** Begin Task inputs **

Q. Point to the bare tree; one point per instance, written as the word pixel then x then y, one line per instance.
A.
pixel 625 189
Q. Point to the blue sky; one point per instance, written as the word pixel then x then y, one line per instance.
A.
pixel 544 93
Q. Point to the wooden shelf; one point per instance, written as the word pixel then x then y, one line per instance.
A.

** End Task inputs **
** Begin Task inputs **

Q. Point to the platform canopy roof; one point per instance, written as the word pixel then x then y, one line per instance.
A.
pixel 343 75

** End Task inputs **

Work to do —
Rewrite the lines from the one containing "Q. Point to the platform" through the one containing "pixel 343 75" as a numbered list, both ends included and blank lines skipped.

Task solution —
1. Q. Point to the platform canopy roof; one point per instance, written as the word pixel then x then y, one line per instance.
2. A.
3. pixel 343 75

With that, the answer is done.